• [Document excerpt]
══════
There are additional reports of offenders spitting or coughing on police and correctional officers while claiming to be infected.
Cop Warns You’re On Your Own:
Law enforcement agencies across the country have stated they will cut down on bookings out of fear that someone with coronavirus may spread the virus in jails to fellow suspects or to staff members, MyNorthwest-Seattle.
Help From The Department Of Justice:
Department of Justice Makes $850 Million Available to Help Public Safety Agencies Address COVID-19 Pandemic
The Department of Justice today announced that it is making $850 million available to help public safety agencies respond to the challenges posed by the outbreak of COVID-19. The virus Emergency Supplemental Funding program, authorized by the recent stimulus legislation signed by President Trump, will allow eligible state, local, and tribal governments to apply immediately for these critical funds. The department is moving quickly to make awards, with the goal of having funds available for drawdown within days of the award.
The solicitation, posted by the Bureau of Justice Assistance, within the Justice Department’s Office of Justice Programs (OJP), will remain open for at least 60 days and be extended as necessary. OJP will fund successful applicants as a top priority on a rolling basis as applications are received. Funds may be used to hire personnel, pay overtime costs, cover protective equipment and supplies, address correctional inmates’ medical needs and defray expenses related to the distribution of resources to hard-hit areas, among other activities. Grant funds may be applied retroactively to Jan. 20, 2020, subject to federal supplanting rules.
Agencies that were eligible for the fiscal year 2019 State and Local Edward Byrne Memorial Justice Assistance Grant Program are candidates for this emergency funding. A complete list of eligible jurisdictions and their allocations can be found at https://bja.ojp.gov/
For more information about the COVID-19 Emergency Supplemental Funding program, visit https://bja.ojp.gov/
More Examples of Fraud:
From The Crime Report: As COVID-19 has spread, all manner of criminal schemes, many of them stoking fear and panic, have been taking root, USA Today reports. Kentucky authorities are investigating drive-up testing sites, promising same-day results for $250. A Texas-based website offered a COVID-19 “vaccine” until authorities won a restraining order against its operators.
══════
• [Task instructions]
1 – From the excerpt on COVID-19 and law enforcement, list every use of the emergency grant funds that it names specifically.
2 – Answer these from the excerpt on COVID-19 and law enforcement:
(a) How much money is the Department of Justice making available to public safety agencies?
(b) For at least how many days will the solicitation remain open?
(c) What price did the drive-up testing sites under investigation in Kentucky charge?
3 – Carry on the excerpt on COVID-19 and law enforcement, starting after its final sentence.

• [Data for analysis]
══════
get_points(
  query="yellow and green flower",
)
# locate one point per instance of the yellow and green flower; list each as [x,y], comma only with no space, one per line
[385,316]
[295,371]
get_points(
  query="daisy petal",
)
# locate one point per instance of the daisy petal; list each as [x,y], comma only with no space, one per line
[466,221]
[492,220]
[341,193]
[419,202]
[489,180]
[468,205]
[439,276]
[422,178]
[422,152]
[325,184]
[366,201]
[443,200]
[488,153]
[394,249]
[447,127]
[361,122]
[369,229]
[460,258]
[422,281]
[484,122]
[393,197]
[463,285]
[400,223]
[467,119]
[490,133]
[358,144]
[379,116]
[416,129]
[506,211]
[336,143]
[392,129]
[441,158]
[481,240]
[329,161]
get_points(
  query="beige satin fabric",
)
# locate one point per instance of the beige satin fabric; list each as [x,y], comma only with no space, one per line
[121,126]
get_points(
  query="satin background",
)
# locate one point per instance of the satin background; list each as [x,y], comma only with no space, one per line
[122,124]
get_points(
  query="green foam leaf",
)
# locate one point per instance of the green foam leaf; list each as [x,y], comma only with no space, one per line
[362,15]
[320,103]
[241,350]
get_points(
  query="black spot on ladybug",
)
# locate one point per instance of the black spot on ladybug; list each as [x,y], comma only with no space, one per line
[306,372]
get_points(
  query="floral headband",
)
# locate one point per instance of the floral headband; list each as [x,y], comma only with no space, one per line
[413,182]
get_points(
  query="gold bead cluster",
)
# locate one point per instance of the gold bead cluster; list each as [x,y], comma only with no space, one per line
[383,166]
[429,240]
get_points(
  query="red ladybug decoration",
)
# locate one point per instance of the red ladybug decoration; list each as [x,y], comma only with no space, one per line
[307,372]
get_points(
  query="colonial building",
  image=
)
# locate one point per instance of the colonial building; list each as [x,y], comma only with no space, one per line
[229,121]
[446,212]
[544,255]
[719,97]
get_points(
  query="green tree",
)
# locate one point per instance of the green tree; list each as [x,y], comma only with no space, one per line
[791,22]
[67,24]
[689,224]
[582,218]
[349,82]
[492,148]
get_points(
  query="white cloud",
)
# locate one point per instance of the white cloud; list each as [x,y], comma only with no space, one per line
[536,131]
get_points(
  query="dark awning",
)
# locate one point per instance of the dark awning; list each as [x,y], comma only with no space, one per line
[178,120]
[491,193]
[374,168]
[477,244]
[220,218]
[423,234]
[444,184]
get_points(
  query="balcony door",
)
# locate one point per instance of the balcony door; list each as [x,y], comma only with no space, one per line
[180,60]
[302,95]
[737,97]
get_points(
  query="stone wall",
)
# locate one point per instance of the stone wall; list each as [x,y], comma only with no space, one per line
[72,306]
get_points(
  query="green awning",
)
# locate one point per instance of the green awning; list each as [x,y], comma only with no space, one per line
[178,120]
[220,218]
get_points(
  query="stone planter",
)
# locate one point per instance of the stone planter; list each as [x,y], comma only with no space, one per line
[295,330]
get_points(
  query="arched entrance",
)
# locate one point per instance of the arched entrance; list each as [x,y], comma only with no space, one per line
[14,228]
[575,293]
══════
• [Task-by-task outputs]
1 –
- Hiring personnel
- Paying overtime costs
- Covering protective equipment and supplies
- Addressing correctional inmates' medical needs
- Defraying expenses related to the distribution of resources to hard-hit areas

2 –
(a) $850 million
(b) 60 days
(c) $250

3 –
In Virginia, telephone scammers, posing as hospital representatives, warned residents of possible virus exposure and tried to lure them to sham test sites. For more than a year, a Georgia man allegedly referred patients to medical testing facilities in return for lucrative kickbacks. Beginning in February, federal prosecutors said, Erik Santos set his sights on a new potential money-maker: the Wuhan virus. Santos is charged with arranging to be paid kickbacks for each COVID-19 test referred when they were bundled with other, more expensive respiratory examinations.
We are in uncharted territory. Law enforcement and corrections are under enormous strain as we enter months of pandemic quarantine.
The connection between offenders and drug use is profound and there are media reports of disrupted drug markets and distribution. Drug treatment is on hold. What will this do to crime rates and totals?
Will the increased use of masks mean anything? Will crime continue to moderate? Will domestic violence skyrocket? Will police and correctional officers get the equipment they need to function?
It’s a new world and all of us are trying to ascertain what will be next.